(Collected data entries)
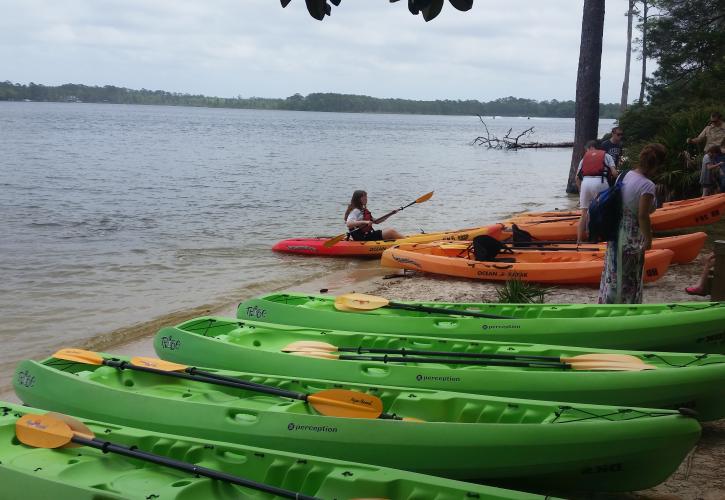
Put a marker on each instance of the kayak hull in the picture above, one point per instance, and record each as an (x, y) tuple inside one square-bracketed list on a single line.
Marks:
[(86, 473), (554, 267), (526, 443), (676, 327), (679, 380), (373, 249), (674, 215), (686, 247)]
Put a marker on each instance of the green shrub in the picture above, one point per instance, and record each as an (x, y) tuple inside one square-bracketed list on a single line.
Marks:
[(521, 292), (679, 177)]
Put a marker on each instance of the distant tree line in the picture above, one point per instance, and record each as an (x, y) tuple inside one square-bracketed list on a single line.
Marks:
[(345, 103)]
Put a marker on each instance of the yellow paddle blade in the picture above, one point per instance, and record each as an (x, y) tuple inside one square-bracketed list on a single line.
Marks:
[(362, 301), (78, 428), (425, 197), (79, 356), (307, 345), (158, 364), (43, 431), (612, 367), (613, 358), (345, 403), (334, 241), (311, 353), (342, 307)]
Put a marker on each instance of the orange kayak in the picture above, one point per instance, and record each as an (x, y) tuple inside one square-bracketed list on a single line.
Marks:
[(554, 267), (686, 247), (316, 246), (674, 215)]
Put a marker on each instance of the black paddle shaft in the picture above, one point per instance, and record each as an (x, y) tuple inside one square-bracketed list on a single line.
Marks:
[(215, 379), (442, 310), (197, 375), (107, 447), (449, 361)]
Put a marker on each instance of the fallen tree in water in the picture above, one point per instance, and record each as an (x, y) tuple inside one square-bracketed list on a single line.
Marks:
[(512, 142)]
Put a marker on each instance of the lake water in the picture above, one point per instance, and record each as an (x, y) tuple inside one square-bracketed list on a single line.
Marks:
[(114, 215)]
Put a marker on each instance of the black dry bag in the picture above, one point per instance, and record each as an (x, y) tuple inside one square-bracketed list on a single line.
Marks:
[(605, 213)]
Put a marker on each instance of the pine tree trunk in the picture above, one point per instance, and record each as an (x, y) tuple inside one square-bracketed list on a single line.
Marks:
[(586, 114), (628, 58), (644, 51)]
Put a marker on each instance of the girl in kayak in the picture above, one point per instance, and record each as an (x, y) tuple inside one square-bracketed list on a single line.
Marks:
[(360, 221), (622, 276)]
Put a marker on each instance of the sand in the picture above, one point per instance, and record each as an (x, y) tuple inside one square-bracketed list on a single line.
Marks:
[(700, 476)]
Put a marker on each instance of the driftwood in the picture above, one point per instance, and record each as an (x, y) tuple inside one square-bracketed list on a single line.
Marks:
[(512, 142)]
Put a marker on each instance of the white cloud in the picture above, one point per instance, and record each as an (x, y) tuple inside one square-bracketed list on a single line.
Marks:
[(523, 48)]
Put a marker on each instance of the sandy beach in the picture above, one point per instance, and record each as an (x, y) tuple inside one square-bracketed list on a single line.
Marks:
[(698, 477)]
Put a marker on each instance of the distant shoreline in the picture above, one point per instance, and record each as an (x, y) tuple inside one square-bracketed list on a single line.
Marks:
[(320, 102)]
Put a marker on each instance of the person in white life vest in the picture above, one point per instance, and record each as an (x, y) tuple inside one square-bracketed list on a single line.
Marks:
[(592, 177)]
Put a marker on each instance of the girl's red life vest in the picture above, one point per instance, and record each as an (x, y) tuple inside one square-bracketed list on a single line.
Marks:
[(593, 164), (366, 216)]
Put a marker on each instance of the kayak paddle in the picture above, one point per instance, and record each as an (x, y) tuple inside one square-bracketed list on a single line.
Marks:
[(328, 402), (579, 365), (56, 431), (340, 237), (364, 302), (306, 345)]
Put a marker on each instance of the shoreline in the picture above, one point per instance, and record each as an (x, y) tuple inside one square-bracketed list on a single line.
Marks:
[(698, 476)]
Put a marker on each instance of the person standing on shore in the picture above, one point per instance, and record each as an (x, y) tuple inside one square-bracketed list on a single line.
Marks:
[(711, 174), (614, 146), (592, 177), (713, 134), (360, 221), (621, 281)]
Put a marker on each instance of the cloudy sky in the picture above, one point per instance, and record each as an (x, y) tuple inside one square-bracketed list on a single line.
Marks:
[(226, 48)]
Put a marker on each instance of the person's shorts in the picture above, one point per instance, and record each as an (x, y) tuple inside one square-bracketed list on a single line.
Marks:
[(590, 188), (373, 235)]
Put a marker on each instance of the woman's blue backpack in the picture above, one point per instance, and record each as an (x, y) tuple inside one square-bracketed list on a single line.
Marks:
[(605, 213)]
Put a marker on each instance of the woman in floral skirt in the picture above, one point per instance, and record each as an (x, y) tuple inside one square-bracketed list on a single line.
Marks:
[(622, 276)]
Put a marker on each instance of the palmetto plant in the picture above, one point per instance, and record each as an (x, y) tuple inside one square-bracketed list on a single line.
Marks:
[(679, 177), (522, 292)]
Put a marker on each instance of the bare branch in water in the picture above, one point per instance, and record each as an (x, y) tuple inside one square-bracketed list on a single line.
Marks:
[(512, 142)]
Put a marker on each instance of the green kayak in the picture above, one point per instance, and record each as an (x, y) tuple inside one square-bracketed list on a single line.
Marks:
[(676, 380), (528, 444), (676, 327), (87, 473)]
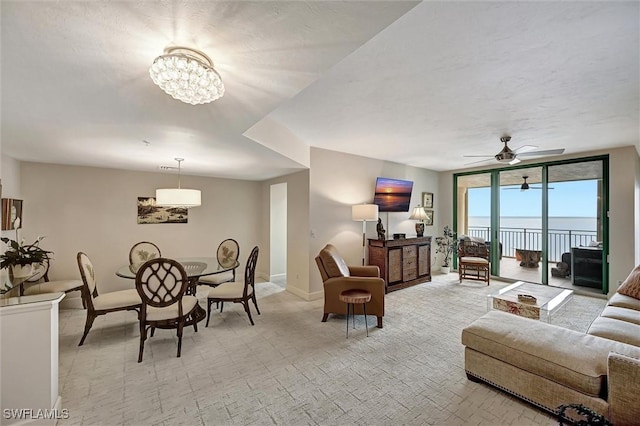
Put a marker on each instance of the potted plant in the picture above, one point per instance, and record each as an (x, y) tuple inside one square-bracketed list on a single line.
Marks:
[(19, 258), (445, 245)]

### Given exercise
Give every row again with "Marks" switched to "Points" and nothing else changed. Leave the pictures out.

### Answer to this task
Put a marker on each instance of the kayak hull in the picture above, one point per instance, and record each as an (x, y) tuple inside one square-bracketed list on a single line.
Points:
[(86, 473), (554, 267), (526, 443), (676, 327), (679, 380), (373, 249), (674, 215), (686, 247)]
Put a marker on each instance of the green shrub in the picture above, one point per instance, and record each as an (x, y) tuple inside one square-bracketed list on a single line.
Points:
[(521, 292), (679, 177)]
Put a marker on each instance of the distant tree line in the picture above, one point per instance, and record each as an (x, y) tuple inside one square-bracketed list on a single line.
Points:
[(345, 103)]
Put a marker on each instance of the yellow paddle blade in the picture above, one point per instance, and record each as an (x, y) tuple inside one square-bracketed list on a single line.
Points:
[(362, 301), (78, 428), (425, 197), (79, 356), (307, 345), (158, 364), (43, 431), (612, 367), (613, 358), (345, 403), (334, 241), (311, 353), (342, 307)]
Put a marker on each instance of the orange kayak in the picture above, one point per instance, and record each as an (x, y) tuple inside one square-bracketed list on a single line.
Points:
[(554, 267), (686, 247), (316, 246), (674, 215)]
Put a marker on each instance of the black paddle shaft in the picture above, one point per instance, and record each as an (x, y) tuple inside one square-bracketed list on a single line.
Points:
[(215, 379), (442, 310), (197, 375), (107, 447), (449, 361)]
Put a marker on each instance of the fallen tree in water in the picture above, one point per instance, and record each as an (x, y) tuple inside one square-bracketed list on a single line.
Points:
[(512, 142)]
Put a marker on each instance of the lake water in the picture above, one point per instance, and record each as an (x, y) tuple inside one square-bracketed list on a single line.
Points:
[(114, 215)]
Put a marker on each instance of the black dry bag in the picture above, one point per instance, and record each as an (x, y) tuple inside one square-bracketed list on a single line.
Points:
[(605, 213)]
Put a marker on each instance of the pine tree trunk in the picture above, one point per instance, and record each as an (x, y) tuple inside one square-bracketed list on a single line.
Points:
[(586, 114), (628, 58), (644, 51)]
Put a marker on each instance of the girl in kayak in the picture above, one point per instance, and record each as an (x, y) tuple inside one square-bracketed list on a single line.
Points:
[(360, 221), (622, 276)]
Put a marker on each instance of the sand in the picture above, one point per instance, and record each as an (x, y) tuple inside one square-bracketed list on a single line.
Points:
[(700, 476)]
Put a marker on each instance of the driftwood in the picture above, one point per instance, and record each as an (x, y) tuple inside one square-bracketed list on a single line.
Points:
[(512, 142)]
Put a marker on each instance of the white cloud in the picture above, one point per instance, and record each as an (x, y) tuple inside one square-bracketed list on a single line.
Points:
[(523, 48)]
Put a marker on each instance of the sandy beach in the picture above, one point per instance, and record each as an (x, y) tuple inside one square-bracketed list on a single line.
Points:
[(698, 477)]
Put a marker on each instance of the distant shoreline in the picture above, one point per instance, and record each as an (x, y) tuple inside one square-bracketed list on a single line.
Points:
[(320, 102)]
Put a marker on each instance of the person in white life vest in the picture above, one point per instance, and record each as an (x, y) tuple inside one square-bracketed list on a single line.
Points:
[(592, 177)]
Put a marker on each instance of the girl's red life vest in the picture above, one point per instance, and record each as an (x, y) tuple inside one square-bracketed list on a single line.
Points:
[(593, 164), (366, 216)]
Put a marker on each instance of the kayak paddle in the picture above, one point per instance, and record each as an (x, y) tuple inside one square-bracketed list on a single line.
Points:
[(328, 402), (579, 365), (56, 431), (340, 237), (364, 302), (306, 345)]
Put a marker on each instance of the shoreline in the picture above, one point per instance, and record each as an (x, y) tuple inside one square-bracketed list on a single line.
Points:
[(698, 476)]
Put a marker on each instance of the person standing on shore in the picture above, one point per instance, and record each as an (x, y) tuple inside one square-bracketed list on a single line.
Points:
[(711, 174), (614, 146), (592, 177), (713, 134), (360, 221), (621, 281)]
Put a marker on each instance of the cloudy sky in the picture above, one point per instance, and record each as an (x, y) tuple inside one square-bracketed list on a single line.
Points:
[(226, 48)]
Put a marker on each instance of the person's shorts in the picture above, one point per instance, and record each as an (x, y) tuple inside one square-bracketed list on a single line.
Points:
[(590, 188), (373, 235)]
Put a marker on each instance of the woman's blue backpack in the picture above, one point per instance, and record each as an (x, y) tuple inside one square-bracketed list on a single line.
Points:
[(605, 213)]
Put a marker on each instance of the woman in floral skirt in the picture above, one point per instance, and record each as an (x, y) tuple inside one square-bracketed list on a single line.
Points:
[(622, 276)]
Put a marker on each instance of the palmetto plant in the picture above, one point per instance, and record each as an (x, y) tuple inside one square-bracketed list on a single line.
Points:
[(679, 177), (522, 292)]
Put a marker on each instance of the bare branch in water in the picture above, one point per instance, and record each as an (x, y) tuple inside one square-bracketed list on a single line.
Points:
[(512, 142)]
Put a marker on each instance of the green kayak in the picture above, one point per instance, and record each as an (x, y) tuple inside one square-bracketed list on a single line.
Points:
[(676, 380), (528, 444), (676, 327), (87, 473)]
Put a marker on each instance of the potted plant in the picture above, one point per instance, and record each as an (x, y) tuple inside one square-bracketed list on a single line.
Points:
[(19, 258), (445, 245)]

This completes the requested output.